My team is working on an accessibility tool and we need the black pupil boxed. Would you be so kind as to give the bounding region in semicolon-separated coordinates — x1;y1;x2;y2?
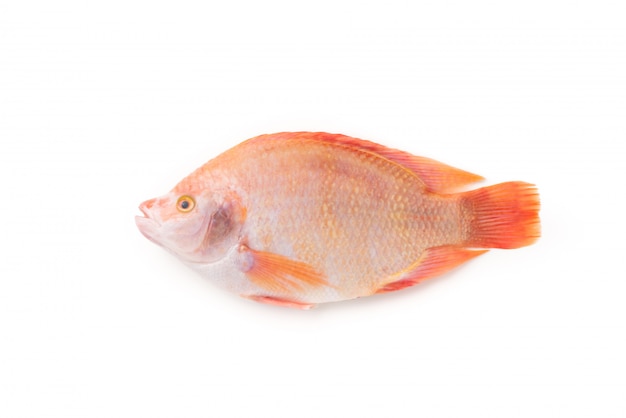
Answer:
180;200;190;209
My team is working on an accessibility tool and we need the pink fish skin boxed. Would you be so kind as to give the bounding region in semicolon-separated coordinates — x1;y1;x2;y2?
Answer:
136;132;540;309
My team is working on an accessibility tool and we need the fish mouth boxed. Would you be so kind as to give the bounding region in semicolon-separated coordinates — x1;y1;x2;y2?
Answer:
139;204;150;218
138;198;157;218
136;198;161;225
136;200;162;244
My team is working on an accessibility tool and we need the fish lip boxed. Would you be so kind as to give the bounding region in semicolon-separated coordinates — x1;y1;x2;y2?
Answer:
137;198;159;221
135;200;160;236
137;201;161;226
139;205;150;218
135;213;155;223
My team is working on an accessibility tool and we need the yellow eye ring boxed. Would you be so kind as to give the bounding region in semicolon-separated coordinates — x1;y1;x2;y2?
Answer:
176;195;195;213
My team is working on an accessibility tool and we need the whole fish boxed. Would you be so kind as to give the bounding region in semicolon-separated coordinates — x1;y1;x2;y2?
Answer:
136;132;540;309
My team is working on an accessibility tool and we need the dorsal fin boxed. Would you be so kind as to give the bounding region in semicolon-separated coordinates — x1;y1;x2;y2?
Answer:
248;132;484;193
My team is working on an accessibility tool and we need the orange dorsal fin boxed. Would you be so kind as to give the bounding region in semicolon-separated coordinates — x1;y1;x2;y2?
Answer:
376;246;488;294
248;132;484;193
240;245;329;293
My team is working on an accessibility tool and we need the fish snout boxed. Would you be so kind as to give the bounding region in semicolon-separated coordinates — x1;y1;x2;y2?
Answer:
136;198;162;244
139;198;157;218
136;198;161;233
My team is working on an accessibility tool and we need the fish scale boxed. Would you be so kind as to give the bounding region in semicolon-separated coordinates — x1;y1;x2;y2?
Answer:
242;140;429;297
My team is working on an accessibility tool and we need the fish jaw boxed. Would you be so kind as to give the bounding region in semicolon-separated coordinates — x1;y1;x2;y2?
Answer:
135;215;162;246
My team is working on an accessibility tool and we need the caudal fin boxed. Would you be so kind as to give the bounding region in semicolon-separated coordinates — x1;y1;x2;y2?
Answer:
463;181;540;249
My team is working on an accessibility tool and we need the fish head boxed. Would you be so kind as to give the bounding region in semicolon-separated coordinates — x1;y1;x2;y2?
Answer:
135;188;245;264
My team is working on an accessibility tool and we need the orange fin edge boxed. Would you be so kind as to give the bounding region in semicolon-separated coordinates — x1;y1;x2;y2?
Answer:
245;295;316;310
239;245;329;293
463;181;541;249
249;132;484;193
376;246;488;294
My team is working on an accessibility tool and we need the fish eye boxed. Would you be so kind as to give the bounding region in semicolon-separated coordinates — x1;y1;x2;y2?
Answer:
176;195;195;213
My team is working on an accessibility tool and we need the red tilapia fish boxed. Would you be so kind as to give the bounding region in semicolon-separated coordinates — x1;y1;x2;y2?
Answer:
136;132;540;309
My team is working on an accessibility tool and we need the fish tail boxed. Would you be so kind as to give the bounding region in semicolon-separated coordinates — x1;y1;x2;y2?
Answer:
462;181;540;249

...

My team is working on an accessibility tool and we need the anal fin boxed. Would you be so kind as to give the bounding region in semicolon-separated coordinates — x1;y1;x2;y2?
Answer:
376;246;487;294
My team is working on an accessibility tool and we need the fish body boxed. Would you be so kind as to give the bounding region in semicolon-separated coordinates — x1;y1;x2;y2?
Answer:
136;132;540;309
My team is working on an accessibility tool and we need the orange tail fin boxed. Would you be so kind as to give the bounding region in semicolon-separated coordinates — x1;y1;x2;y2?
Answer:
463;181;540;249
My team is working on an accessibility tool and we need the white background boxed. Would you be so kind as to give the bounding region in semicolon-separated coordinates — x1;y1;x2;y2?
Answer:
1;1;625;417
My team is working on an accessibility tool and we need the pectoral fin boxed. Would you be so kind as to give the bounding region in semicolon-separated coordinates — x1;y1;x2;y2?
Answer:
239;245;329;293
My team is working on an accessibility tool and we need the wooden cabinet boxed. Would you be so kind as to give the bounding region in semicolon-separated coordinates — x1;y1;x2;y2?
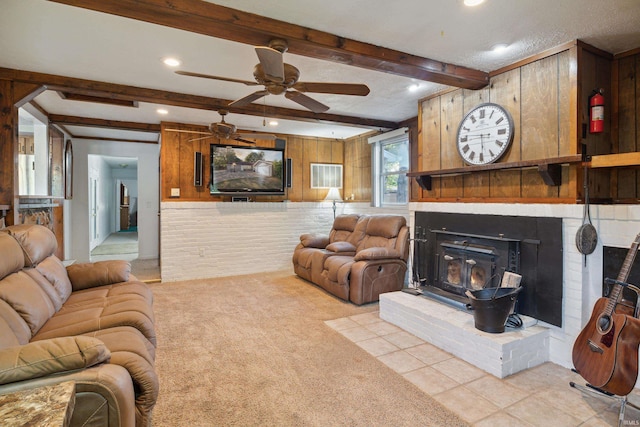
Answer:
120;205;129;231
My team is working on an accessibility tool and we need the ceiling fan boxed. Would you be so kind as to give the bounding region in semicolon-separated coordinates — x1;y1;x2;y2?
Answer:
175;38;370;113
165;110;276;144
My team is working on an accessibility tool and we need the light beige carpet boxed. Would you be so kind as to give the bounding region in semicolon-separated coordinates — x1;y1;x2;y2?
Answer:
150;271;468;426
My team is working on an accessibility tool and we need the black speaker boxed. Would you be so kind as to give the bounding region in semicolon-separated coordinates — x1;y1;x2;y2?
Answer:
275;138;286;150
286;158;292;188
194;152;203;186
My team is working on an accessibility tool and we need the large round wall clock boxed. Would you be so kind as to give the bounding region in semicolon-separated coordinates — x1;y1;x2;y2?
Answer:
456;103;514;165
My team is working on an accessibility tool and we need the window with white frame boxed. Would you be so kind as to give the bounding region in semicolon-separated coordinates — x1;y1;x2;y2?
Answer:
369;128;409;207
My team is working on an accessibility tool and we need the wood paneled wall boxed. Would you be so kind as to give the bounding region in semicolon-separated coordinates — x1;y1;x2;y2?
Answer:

==

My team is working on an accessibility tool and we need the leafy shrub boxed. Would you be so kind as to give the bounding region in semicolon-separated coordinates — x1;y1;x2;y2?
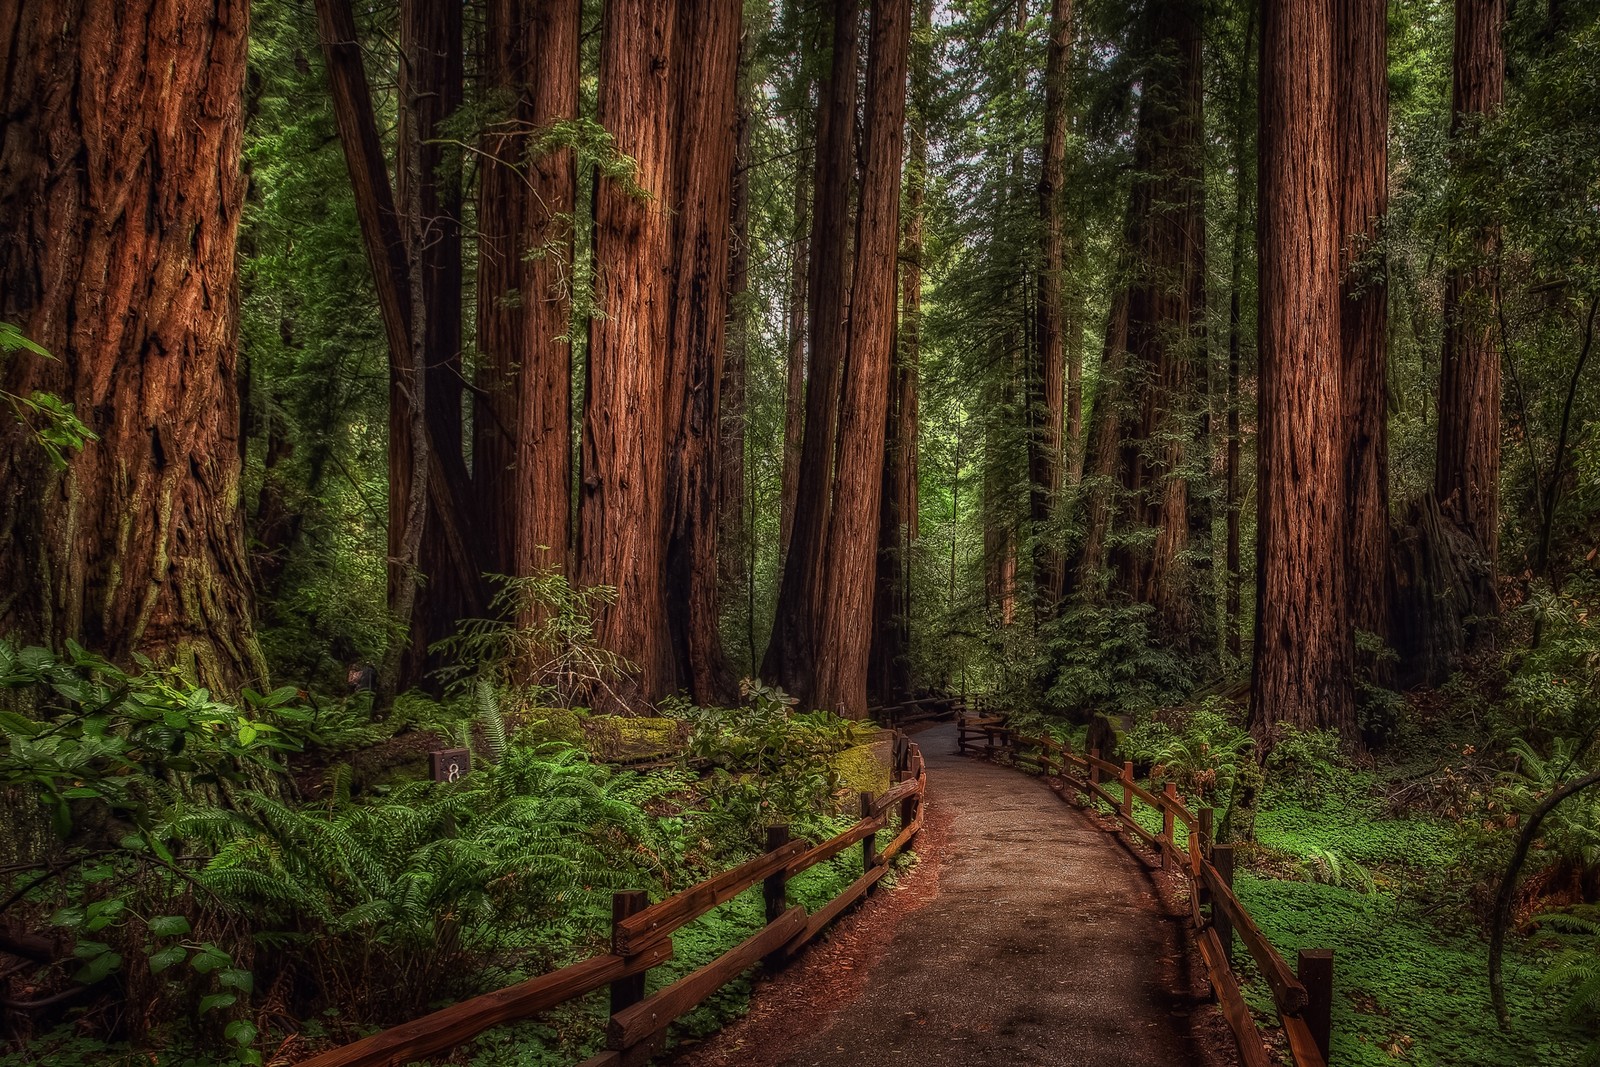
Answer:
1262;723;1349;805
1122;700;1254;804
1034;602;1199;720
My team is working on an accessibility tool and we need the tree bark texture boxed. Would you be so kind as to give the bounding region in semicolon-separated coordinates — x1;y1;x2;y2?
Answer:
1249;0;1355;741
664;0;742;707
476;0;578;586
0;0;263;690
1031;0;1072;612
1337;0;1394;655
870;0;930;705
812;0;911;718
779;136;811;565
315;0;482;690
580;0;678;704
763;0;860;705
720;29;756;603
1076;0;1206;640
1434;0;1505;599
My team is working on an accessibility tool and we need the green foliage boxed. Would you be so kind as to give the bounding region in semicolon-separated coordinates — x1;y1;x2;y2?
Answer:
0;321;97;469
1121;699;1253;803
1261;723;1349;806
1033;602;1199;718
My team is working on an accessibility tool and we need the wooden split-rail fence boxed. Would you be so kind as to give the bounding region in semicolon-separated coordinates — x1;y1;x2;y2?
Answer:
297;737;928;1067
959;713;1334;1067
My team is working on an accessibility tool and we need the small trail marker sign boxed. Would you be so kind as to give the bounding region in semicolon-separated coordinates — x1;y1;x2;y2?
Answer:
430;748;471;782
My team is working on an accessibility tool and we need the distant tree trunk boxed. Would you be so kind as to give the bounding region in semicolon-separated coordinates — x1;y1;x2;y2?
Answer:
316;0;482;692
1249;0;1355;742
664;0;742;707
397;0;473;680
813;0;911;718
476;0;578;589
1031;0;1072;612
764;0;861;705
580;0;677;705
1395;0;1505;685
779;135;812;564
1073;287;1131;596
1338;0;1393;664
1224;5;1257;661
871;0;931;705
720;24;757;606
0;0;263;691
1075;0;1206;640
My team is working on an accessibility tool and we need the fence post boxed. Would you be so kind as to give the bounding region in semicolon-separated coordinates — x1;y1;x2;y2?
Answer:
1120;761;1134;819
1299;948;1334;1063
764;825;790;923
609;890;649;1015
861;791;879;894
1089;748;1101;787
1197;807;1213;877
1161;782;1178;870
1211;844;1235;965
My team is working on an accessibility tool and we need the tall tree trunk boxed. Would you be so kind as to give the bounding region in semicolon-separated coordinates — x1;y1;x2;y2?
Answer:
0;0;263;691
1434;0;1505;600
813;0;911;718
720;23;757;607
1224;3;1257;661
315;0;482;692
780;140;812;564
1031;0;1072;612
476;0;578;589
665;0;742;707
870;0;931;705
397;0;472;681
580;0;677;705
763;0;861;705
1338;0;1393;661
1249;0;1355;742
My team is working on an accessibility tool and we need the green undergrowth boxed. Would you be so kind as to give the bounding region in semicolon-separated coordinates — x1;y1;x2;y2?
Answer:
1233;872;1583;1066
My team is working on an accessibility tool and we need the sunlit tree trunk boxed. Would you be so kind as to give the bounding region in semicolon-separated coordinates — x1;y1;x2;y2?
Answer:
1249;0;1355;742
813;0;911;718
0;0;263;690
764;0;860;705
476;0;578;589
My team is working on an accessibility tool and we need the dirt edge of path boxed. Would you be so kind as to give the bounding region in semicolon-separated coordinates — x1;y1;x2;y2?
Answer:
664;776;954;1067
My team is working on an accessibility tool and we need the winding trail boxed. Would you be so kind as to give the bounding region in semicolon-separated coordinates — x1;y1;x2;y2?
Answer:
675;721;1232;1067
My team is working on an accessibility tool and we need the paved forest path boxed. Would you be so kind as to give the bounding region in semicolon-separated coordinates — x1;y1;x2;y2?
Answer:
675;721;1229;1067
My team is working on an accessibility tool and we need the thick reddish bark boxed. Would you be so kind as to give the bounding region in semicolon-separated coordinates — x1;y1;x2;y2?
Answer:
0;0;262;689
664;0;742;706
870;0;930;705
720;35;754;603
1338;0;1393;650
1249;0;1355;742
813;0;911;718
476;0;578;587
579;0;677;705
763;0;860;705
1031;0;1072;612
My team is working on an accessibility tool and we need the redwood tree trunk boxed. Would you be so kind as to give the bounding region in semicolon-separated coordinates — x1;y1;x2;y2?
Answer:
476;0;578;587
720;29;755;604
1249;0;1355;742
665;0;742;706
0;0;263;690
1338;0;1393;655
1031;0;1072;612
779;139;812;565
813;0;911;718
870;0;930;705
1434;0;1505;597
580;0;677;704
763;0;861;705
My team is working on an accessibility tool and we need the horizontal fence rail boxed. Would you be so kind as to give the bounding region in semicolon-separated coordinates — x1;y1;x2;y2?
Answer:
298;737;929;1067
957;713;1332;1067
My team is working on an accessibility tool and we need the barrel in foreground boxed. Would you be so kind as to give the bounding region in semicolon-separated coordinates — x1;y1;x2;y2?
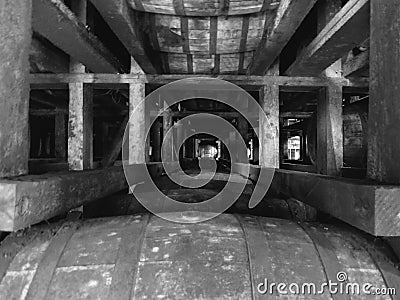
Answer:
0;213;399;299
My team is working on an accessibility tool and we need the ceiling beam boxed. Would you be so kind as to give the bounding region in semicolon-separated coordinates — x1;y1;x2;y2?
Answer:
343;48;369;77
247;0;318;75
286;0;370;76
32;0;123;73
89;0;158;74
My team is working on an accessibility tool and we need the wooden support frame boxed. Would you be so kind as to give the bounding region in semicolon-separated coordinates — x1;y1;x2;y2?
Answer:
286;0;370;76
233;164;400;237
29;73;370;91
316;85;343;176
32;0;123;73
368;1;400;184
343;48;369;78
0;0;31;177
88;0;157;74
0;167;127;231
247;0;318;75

**About this exercise:** Copy only the lines in the listing that contain "tree".

**Result of the task:**
My team is working on an accessibility tool and we need the tree bark texture boxed. Would you be so kind as to give the bounding region in semicolon-separated coordinates — x1;y1;x2;y2?
My team is working on an accessibility tool and we need the distant tree trunk boxed. Would you be so kind as to give the bounding region in semicolon-separated coordinates — x1;y1;x2;y2?
My team is working on an accessibility tool and we need the tall tree trunk boxed. Would you be so kind as to give the bounding region in semicolon-separated coordinates — x1;y1;x2;y2?
My team is working on an accessibility tool and we need the sunlit tree trunk boxed. Would you be so kind as to give the bounding region in semicolon-separated coordinates — x1;y1;x2;y2?
My team is working on an accessibility tool and we need the redwood tree trunk boxed. Would you be so kind as to give the bounding region in semicolon-separated coordinates — x1;y1;x2;y2?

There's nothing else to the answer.